◆ **Directions**
Which lines in the data below contain the word "texture"? Report each one in full.
** Start Data for this exercise **
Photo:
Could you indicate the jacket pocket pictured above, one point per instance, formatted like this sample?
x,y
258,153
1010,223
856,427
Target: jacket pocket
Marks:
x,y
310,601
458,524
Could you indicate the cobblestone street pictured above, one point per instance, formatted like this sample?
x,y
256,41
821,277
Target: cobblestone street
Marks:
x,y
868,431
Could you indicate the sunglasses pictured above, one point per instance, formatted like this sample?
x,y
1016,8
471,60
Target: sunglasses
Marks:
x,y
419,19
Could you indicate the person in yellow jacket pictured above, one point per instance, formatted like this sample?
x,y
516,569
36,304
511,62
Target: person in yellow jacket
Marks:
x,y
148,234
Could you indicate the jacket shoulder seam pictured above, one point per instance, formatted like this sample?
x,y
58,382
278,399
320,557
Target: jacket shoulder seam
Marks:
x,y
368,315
** End Data for this exercise **
** Start Data for this exercise **
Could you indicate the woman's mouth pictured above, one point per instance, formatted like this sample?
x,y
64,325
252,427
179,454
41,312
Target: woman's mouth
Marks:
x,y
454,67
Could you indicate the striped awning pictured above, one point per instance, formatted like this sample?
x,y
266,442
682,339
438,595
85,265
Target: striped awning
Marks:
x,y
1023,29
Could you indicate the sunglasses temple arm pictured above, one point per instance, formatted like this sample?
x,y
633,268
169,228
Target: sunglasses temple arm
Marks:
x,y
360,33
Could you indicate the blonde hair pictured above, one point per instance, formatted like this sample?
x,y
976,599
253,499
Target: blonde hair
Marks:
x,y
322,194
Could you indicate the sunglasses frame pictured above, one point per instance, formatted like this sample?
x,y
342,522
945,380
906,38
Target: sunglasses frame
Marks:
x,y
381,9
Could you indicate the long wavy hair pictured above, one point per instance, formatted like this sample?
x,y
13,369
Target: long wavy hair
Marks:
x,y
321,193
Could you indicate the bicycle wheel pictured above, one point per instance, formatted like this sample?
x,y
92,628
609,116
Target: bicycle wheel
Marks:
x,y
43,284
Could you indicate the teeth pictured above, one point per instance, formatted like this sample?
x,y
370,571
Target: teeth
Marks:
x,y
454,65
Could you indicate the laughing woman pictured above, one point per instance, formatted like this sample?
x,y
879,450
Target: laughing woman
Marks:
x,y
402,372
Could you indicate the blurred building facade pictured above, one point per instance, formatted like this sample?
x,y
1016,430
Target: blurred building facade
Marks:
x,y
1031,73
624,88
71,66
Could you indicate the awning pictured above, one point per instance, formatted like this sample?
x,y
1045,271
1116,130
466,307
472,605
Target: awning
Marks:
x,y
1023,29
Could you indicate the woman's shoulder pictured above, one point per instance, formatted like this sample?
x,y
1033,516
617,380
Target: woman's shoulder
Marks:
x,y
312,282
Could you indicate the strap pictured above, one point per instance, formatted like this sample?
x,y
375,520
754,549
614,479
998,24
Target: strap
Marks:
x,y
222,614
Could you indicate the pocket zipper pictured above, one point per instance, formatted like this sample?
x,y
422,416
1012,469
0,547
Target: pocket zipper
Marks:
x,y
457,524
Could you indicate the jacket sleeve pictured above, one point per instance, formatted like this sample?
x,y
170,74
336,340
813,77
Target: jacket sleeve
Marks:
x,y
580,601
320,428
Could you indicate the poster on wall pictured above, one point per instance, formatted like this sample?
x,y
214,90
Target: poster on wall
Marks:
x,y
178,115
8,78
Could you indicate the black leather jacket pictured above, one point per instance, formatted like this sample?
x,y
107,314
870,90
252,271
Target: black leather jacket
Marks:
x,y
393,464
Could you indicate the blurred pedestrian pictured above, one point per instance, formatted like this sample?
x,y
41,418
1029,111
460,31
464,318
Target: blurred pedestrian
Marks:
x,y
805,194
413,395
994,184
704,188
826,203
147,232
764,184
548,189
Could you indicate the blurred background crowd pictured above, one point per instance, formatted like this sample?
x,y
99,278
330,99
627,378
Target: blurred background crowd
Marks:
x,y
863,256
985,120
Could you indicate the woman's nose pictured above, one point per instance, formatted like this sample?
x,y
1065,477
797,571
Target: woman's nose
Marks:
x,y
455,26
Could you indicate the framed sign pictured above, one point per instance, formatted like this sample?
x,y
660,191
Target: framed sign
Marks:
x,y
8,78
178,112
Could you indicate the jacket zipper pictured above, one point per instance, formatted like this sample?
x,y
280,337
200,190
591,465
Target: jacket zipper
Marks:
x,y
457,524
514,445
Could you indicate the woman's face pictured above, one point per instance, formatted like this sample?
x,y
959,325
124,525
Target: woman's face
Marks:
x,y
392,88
** End Data for this exercise **
** Start Data for this exercise **
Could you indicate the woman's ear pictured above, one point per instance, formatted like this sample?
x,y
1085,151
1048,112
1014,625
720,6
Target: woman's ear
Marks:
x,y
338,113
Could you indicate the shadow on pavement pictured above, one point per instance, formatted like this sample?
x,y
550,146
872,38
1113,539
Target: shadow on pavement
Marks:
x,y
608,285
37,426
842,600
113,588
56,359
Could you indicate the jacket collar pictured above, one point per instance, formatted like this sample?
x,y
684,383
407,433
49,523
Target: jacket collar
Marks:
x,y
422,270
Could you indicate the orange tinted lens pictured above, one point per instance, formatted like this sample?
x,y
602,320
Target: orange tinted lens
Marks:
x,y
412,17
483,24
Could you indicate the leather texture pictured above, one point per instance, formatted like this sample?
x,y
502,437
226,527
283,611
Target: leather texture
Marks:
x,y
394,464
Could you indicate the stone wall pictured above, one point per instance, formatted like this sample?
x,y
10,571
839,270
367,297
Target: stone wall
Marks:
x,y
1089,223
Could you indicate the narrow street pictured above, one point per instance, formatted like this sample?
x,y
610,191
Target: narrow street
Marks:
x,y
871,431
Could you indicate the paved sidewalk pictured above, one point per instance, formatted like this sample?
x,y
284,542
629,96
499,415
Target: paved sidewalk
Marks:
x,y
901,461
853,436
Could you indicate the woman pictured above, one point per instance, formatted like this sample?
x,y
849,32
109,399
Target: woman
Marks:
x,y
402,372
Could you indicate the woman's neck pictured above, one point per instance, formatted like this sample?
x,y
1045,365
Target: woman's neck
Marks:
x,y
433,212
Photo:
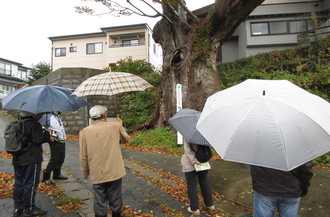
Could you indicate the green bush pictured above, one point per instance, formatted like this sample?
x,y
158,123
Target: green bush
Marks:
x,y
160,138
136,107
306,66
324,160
** End Data for this exercise **
◆ **Result of the task**
Could you indicate the leather texture pictured above, one point per instance, formatted like this sample?
Target: leather texture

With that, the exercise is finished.